#### AIM:
All records are to be retyped faithfully and completely.
┄┄┄┄┄┄
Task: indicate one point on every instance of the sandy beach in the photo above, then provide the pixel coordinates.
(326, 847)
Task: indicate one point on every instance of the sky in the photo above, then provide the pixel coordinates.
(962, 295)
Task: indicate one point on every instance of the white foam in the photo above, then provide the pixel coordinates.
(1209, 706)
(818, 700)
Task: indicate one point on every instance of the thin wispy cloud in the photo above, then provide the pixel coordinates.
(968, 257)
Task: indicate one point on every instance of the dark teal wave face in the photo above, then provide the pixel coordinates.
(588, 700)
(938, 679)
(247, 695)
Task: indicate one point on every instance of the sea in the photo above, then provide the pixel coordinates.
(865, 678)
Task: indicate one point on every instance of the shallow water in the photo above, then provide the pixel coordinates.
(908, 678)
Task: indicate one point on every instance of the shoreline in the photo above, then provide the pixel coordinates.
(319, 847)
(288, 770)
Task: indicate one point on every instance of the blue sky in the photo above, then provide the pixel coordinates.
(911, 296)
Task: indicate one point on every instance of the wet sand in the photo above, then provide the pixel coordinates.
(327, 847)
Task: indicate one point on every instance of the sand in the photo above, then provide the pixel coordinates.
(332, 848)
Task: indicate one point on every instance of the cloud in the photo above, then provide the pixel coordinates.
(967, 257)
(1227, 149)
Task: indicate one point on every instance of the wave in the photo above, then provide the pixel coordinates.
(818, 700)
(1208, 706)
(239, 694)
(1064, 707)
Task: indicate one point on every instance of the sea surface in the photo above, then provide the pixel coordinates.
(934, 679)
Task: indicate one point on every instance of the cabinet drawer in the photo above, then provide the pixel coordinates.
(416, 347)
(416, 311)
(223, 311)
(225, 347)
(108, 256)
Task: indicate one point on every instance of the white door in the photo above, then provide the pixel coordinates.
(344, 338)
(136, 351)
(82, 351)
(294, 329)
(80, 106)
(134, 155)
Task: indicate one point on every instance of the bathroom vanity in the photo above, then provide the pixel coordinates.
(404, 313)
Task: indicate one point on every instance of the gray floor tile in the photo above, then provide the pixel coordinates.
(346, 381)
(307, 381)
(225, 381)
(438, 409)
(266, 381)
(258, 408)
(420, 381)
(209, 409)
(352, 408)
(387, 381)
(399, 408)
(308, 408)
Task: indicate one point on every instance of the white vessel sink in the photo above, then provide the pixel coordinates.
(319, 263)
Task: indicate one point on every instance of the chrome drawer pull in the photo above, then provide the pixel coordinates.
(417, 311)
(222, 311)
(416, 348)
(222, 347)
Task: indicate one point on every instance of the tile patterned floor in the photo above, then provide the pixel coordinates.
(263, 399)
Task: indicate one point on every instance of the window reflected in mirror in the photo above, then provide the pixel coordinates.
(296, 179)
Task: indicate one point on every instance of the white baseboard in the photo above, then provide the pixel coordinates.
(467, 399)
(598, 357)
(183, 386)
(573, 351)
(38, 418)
┄┄┄┄┄┄
#### THE ANSWER:
Task: indicate one point on every instance of the sandy beach in the photo above, then provide the pixel coordinates.
(326, 847)
Task: indicate one point on every instance of the sky in the photo above, then provide the pixel coordinates.
(962, 295)
Task: indicate one point on every instance of the white foam in the photo above, then provide the pixel coordinates.
(1209, 706)
(818, 700)
Task: indicate one point on every instance of the thin wispy cloud in the photo above, then provide the pixel coordinates.
(968, 257)
Task: indicate one point on every instance of the dark teal wave face in the photo above, then provide the pixel coordinates.
(588, 700)
(938, 679)
(247, 695)
Task: indicate one point on every instance of the sea in the photo above, then provide the pixel coordinates.
(865, 678)
Task: indicate one point on every instance of the shallow water in the photo above, then provide the pixel coordinates.
(908, 678)
Task: indicate one point on every instance of the shoreline in the photo above, then provide the pixel coordinates.
(319, 847)
(288, 770)
Task: indicate one point on every instance of the blue sky in the photo above, then provide the pixel coordinates.
(911, 296)
Task: indicate one point on every instance of the wet sand in the photo above, then provide the pixel coordinates.
(327, 847)
Task: indicate one point on every instance of the sand in the photo above, then provide the pixel coordinates.
(332, 848)
Task: indicate one point on every instance of the cloud in the photo above, then provide the pixel coordinates.
(967, 257)
(1227, 149)
Task: indicate one point on every instance of the wave in the photo above, then provide the pixel coordinates.
(818, 700)
(1208, 706)
(239, 694)
(1064, 707)
Task: indicate one point on every instance of the sea surface in the photo above, then provide the pixel coordinates.
(934, 679)
Task: indicate one point on every instance of the cabinet drawer in the photo above, then provide the pixel coordinates.
(416, 347)
(416, 311)
(223, 311)
(225, 347)
(108, 256)
Task: indicate one point on every instance of the white door in the photo above, then provide the pixel coordinates.
(344, 338)
(136, 351)
(82, 351)
(294, 329)
(80, 106)
(134, 155)
Task: indicate one point on every instance of the bathroom vanity in the photo above, then provide the pixel coordinates.
(404, 313)
Task: indicate one point on every instance of the gray floor tile in the photo above, then provide the pixel coordinates.
(346, 381)
(307, 381)
(225, 381)
(438, 409)
(266, 381)
(258, 408)
(420, 381)
(209, 409)
(352, 408)
(387, 381)
(399, 408)
(308, 408)
Task: indicate one point on every instance of the white vessel sink in the photo above, then provide the pixel coordinates.
(319, 263)
Task: indicate one point on every instance of the chrome drawer pull in the photo above, then provide the pixel coordinates.
(417, 311)
(222, 311)
(416, 348)
(222, 347)
Task: indicate one point on every instance of the tile patterned floor in the photo above, then provide the pixel coordinates.
(263, 399)
Task: indicate one point on every instance of the window reflected in mirror in the photo above, then provide the pixel coordinates.
(296, 179)
Task: indicate one point on every instance of the white baseboard in the photo above, then provide the pixel coordinates.
(467, 399)
(598, 357)
(183, 386)
(573, 351)
(38, 418)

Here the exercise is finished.